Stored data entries
# # # #

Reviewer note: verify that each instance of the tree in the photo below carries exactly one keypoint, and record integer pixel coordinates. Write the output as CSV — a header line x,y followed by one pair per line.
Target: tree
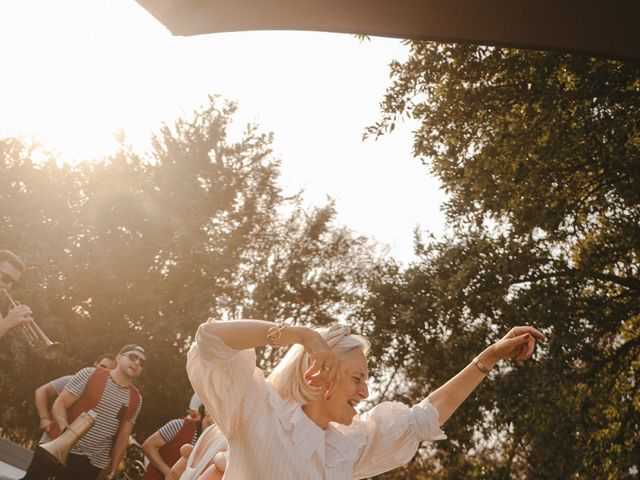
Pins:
x,y
143,249
540,156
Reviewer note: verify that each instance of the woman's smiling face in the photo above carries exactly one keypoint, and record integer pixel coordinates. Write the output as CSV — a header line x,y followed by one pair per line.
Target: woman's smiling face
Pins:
x,y
351,388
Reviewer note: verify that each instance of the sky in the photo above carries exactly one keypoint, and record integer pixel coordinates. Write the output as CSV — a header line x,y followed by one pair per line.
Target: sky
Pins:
x,y
75,72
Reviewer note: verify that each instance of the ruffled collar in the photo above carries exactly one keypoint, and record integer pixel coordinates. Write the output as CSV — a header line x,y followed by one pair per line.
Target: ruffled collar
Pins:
x,y
307,437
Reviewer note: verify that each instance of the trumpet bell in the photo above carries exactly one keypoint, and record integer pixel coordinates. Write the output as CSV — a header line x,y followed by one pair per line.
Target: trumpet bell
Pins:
x,y
58,450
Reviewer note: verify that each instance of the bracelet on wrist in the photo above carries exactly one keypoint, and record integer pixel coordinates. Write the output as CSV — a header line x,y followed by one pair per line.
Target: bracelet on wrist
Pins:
x,y
274,334
476,361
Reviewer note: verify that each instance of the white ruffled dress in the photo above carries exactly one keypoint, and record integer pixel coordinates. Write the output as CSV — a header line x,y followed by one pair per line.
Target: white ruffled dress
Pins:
x,y
273,439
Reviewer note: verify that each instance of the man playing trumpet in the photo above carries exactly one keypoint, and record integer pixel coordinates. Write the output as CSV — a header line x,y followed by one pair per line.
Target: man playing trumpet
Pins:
x,y
11,269
117,402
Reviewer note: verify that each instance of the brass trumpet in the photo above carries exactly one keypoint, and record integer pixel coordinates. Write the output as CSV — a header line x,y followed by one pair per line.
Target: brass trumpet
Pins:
x,y
58,450
36,338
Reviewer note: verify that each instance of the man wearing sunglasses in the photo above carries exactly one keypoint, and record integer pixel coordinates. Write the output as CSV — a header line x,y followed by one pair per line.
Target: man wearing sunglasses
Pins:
x,y
39,466
11,269
112,395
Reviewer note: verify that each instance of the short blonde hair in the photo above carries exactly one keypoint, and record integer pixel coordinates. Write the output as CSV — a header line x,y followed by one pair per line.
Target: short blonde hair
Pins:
x,y
288,376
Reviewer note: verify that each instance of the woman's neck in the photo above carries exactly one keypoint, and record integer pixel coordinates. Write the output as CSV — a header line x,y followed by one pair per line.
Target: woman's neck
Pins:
x,y
317,414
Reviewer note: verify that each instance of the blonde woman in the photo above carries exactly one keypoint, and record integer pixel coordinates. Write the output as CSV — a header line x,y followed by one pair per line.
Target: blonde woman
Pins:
x,y
204,461
301,422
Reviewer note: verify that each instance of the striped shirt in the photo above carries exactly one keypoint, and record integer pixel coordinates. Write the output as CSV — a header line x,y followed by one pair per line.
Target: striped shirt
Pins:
x,y
58,385
96,443
170,430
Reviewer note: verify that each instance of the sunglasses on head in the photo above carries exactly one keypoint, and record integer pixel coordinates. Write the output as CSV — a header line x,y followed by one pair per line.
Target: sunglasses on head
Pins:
x,y
136,358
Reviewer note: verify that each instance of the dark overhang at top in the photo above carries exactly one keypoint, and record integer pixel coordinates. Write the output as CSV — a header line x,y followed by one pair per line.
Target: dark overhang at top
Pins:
x,y
602,28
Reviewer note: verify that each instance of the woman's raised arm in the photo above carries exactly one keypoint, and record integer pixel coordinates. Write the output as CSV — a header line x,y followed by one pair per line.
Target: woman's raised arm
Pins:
x,y
518,344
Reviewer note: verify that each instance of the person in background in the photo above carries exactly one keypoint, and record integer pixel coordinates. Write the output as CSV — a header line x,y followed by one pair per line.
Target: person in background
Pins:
x,y
40,467
162,448
117,402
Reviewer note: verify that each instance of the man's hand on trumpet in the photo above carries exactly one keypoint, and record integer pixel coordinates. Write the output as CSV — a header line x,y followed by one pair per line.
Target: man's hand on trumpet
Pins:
x,y
16,316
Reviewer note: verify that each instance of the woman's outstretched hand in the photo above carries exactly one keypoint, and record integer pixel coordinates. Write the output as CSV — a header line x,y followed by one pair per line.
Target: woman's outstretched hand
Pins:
x,y
518,344
325,366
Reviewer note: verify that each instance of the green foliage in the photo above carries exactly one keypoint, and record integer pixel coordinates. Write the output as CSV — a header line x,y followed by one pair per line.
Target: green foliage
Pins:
x,y
143,250
540,156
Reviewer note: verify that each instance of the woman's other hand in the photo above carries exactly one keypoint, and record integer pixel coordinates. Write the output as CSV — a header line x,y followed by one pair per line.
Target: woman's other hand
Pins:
x,y
519,344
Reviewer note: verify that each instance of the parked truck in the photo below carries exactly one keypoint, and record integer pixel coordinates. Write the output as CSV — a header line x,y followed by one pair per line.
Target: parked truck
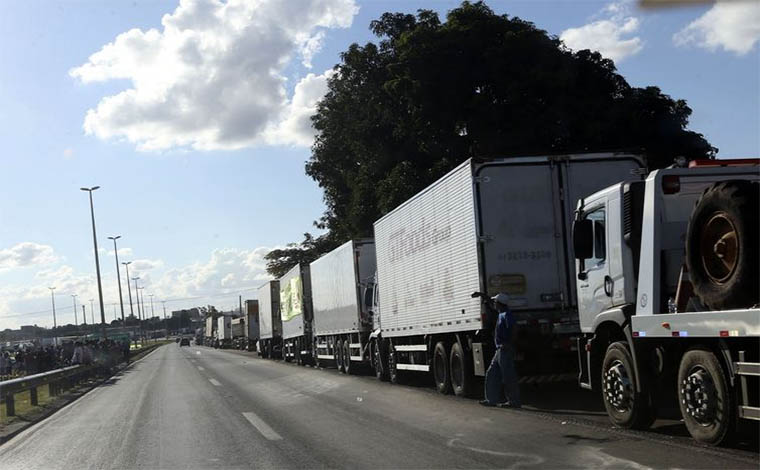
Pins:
x,y
296,315
237,330
251,314
667,289
501,225
210,331
270,323
224,331
342,319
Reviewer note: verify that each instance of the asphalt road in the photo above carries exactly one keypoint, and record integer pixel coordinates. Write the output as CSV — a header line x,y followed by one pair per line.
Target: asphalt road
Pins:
x,y
195,407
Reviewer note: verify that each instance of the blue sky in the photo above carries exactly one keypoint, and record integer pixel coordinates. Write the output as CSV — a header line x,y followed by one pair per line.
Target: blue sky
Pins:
x,y
198,202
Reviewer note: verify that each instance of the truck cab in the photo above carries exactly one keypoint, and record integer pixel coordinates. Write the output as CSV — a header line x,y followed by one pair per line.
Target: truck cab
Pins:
x,y
667,275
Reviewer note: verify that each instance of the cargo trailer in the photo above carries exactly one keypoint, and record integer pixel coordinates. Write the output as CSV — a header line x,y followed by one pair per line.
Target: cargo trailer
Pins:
x,y
500,225
296,315
270,323
342,320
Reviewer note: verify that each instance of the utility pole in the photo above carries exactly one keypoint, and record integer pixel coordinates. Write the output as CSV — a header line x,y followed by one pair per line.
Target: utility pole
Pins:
x,y
52,297
129,289
97,262
118,275
74,296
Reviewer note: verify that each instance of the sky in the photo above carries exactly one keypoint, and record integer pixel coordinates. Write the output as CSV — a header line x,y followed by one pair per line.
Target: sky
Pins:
x,y
193,118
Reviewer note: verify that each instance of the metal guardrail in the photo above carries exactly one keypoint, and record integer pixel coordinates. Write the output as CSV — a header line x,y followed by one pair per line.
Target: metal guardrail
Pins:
x,y
57,380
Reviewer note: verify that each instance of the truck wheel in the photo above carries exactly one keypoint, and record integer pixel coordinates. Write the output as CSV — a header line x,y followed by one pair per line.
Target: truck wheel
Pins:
x,y
297,352
380,361
625,406
721,245
393,372
441,373
347,368
460,366
338,351
704,397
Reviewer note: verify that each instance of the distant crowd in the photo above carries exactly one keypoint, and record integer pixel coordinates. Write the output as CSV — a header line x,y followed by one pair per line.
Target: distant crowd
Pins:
x,y
35,359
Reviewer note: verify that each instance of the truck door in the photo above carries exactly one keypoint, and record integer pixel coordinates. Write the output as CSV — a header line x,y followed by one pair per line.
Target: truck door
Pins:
x,y
594,282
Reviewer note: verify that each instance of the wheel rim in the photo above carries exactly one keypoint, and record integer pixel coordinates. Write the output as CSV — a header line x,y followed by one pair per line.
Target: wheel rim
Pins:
x,y
618,387
698,395
719,248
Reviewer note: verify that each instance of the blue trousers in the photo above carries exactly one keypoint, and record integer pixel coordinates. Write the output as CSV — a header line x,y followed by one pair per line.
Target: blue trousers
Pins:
x,y
502,372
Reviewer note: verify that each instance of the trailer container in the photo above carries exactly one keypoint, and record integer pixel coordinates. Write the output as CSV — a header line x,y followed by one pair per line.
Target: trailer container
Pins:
x,y
296,315
493,226
270,323
342,320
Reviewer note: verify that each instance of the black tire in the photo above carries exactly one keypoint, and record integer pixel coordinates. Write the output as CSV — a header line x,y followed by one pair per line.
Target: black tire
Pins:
x,y
348,368
315,354
705,400
460,367
297,352
338,351
722,251
393,372
380,360
441,374
625,406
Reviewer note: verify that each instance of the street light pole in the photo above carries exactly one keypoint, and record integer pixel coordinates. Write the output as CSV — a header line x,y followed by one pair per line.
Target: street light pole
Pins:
x,y
118,276
97,261
52,297
74,296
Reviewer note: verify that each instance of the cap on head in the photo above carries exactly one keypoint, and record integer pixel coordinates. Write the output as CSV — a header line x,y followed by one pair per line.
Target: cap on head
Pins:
x,y
501,298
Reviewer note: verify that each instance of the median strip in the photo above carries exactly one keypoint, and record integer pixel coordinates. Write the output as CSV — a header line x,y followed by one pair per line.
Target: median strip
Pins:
x,y
261,426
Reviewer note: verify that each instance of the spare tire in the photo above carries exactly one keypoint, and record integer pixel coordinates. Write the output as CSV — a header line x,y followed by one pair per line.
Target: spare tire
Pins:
x,y
722,252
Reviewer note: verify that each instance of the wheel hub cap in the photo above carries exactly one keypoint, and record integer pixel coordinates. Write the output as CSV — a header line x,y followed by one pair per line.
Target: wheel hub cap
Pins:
x,y
617,387
719,248
698,396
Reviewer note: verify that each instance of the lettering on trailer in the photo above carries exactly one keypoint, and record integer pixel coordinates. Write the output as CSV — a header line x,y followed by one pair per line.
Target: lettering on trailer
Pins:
x,y
416,241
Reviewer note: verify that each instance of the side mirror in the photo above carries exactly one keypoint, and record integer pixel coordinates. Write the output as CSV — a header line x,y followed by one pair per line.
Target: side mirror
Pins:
x,y
583,239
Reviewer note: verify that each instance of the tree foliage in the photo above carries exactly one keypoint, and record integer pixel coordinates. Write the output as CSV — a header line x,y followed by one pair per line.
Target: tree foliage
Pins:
x,y
400,114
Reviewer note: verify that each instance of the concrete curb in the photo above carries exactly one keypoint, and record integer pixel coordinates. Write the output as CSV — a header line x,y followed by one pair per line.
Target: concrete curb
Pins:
x,y
5,437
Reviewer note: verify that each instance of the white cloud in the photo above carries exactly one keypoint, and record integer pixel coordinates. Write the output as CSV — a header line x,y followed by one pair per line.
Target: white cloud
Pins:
x,y
27,254
734,27
612,36
226,270
212,78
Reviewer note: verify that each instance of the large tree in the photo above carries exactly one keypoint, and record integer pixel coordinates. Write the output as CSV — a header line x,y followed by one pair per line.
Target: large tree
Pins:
x,y
401,113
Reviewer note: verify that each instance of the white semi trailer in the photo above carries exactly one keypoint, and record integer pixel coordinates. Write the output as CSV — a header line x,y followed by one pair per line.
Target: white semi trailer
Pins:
x,y
668,296
492,226
270,324
342,319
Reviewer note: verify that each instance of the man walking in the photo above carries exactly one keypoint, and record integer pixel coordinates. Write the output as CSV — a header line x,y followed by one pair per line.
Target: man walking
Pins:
x,y
502,372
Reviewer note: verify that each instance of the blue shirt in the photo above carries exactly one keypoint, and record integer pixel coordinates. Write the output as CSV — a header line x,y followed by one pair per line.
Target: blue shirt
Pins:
x,y
504,326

# # # #

Task instructions: Could you return the lines in the entries above that contain "hand"?

Solution below:
Reviewer note: verify that each instance of the man's hand on trumpet in the photo above carries exactly one keypoint, and record integer pixel coordinates. Write the output as CSV — a header line x,y followed by one pair per line.
Target: man's hand on trumpet
Reviewer note: verify that each instance of the woman's outstretched hand in the photo above carries exactly one keypoint, and record integer pixel coordinates. Write the output as CSV — a header line x,y followed by one pair per line.
Target: woman's outstretched hand
Reviewer note: verify that each instance of the woman's other hand in the photo above carries exactly one keypoint, and record integer pixel coordinates. Write the output as CSV — a header line x,y followed by one pair per line.
Target: woman's other hand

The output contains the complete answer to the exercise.